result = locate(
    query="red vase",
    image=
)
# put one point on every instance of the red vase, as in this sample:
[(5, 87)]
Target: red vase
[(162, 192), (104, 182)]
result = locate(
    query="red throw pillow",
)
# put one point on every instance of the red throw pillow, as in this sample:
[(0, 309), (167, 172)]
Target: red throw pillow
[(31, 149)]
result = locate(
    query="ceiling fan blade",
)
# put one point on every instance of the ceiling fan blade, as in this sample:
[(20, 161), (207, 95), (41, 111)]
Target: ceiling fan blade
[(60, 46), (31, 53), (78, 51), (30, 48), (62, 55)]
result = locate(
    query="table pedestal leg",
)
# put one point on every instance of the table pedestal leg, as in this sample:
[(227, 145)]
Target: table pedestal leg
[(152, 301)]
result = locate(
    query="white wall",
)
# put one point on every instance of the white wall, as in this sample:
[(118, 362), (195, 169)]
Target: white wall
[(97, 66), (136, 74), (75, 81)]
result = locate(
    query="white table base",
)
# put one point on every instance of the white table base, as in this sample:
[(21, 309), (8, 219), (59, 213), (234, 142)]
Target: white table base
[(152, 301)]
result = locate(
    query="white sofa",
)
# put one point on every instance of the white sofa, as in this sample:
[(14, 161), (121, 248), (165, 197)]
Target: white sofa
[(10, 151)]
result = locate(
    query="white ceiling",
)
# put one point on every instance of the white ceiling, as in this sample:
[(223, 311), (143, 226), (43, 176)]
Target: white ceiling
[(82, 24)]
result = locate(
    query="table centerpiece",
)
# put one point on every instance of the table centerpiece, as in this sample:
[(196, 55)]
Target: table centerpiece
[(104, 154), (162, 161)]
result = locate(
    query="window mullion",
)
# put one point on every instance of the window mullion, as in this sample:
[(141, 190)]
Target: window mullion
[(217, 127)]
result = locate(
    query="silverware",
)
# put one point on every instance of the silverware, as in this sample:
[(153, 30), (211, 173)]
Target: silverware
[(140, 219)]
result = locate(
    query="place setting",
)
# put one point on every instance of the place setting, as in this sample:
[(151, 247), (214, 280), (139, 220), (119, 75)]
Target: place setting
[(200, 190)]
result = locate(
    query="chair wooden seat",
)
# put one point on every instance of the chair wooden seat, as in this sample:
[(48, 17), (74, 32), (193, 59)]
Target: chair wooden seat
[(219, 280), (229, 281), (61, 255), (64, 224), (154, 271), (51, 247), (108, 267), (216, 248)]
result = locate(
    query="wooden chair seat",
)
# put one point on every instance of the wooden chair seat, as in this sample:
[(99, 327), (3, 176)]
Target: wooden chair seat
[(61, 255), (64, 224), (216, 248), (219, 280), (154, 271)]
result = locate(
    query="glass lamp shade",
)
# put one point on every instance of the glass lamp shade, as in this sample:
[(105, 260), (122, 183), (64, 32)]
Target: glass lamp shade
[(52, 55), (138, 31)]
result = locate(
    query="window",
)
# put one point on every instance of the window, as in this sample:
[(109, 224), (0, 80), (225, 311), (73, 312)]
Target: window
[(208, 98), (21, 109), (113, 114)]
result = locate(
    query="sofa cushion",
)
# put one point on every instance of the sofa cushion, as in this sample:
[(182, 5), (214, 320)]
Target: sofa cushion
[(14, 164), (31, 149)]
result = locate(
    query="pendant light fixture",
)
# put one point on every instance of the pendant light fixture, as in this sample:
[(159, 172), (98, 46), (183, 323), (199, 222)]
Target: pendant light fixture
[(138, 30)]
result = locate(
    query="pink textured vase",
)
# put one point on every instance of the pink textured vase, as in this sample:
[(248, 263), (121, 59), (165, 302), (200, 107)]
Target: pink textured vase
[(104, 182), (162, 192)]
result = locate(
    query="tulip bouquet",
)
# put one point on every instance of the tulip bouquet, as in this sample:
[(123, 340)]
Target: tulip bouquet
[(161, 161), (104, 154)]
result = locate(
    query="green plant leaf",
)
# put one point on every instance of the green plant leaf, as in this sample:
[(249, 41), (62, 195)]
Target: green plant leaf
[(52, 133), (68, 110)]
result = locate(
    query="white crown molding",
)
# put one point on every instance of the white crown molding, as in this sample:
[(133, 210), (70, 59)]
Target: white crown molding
·····
*练习详情*: 请从材料的第一行起，一直到含有“[(60, 46), (31, 53), (78, 51), (30, 48), (62, 55)]”的那一行为止，逐字照抄这些行，首尾两行都要包括。

*练习作答*:
result = locate(
    query="red vase",
    image=
)
# put one point on every instance of the red vase, as in this sample:
[(5, 87)]
Target: red vase
[(162, 192), (104, 182)]
result = locate(
    query="red throw pillow",
)
# put one point on every instance of the red throw pillow, as in this sample:
[(0, 309), (167, 172)]
Target: red throw pillow
[(31, 149)]
result = locate(
    query="ceiling fan blade",
)
# put one point on every instance of the ceiling fan blade, as in this sample:
[(20, 161), (207, 95), (41, 111)]
Target: ceiling fan blade
[(60, 46), (31, 53), (78, 51), (30, 48), (62, 55)]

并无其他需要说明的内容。